▸ Exercise:
Scan the listing below for lines with the word "fingers". Report how many there are, as a number alone.

▸ Available data:
________________________________________
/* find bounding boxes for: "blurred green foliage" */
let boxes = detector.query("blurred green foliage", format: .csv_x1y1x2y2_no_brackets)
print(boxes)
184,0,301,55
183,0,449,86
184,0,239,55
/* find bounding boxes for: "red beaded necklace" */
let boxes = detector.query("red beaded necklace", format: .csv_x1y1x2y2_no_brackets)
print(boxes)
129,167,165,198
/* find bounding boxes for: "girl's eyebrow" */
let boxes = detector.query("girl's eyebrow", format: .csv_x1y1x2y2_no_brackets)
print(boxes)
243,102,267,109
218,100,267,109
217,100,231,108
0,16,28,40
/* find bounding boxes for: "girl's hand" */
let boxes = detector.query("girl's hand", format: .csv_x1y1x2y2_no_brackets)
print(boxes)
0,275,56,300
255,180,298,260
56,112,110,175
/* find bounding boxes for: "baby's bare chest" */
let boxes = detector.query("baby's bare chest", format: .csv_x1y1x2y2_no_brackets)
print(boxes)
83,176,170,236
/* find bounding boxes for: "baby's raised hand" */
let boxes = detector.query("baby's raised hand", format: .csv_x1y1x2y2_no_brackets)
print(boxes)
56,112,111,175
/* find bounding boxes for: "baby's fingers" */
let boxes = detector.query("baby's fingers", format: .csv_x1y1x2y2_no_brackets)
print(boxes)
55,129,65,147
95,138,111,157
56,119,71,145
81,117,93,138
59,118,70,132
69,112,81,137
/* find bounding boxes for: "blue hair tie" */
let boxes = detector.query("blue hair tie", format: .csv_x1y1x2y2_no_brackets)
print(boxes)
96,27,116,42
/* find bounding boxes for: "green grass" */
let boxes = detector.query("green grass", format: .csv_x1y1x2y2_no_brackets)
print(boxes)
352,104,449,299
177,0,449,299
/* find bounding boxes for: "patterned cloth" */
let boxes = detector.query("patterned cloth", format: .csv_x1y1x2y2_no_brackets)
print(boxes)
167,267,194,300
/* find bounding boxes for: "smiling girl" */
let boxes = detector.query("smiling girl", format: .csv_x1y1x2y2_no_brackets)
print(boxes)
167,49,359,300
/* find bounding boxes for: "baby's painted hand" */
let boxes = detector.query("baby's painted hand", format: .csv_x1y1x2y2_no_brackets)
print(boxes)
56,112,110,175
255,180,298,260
________________________________________
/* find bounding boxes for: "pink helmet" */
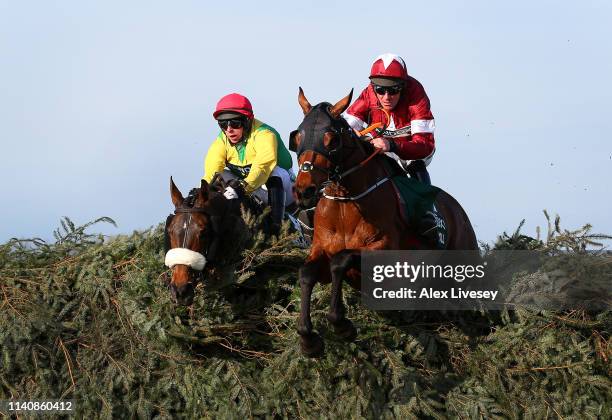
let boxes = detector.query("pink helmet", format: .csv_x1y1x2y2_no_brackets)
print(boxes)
________________________________________
▸ Exercise result:
2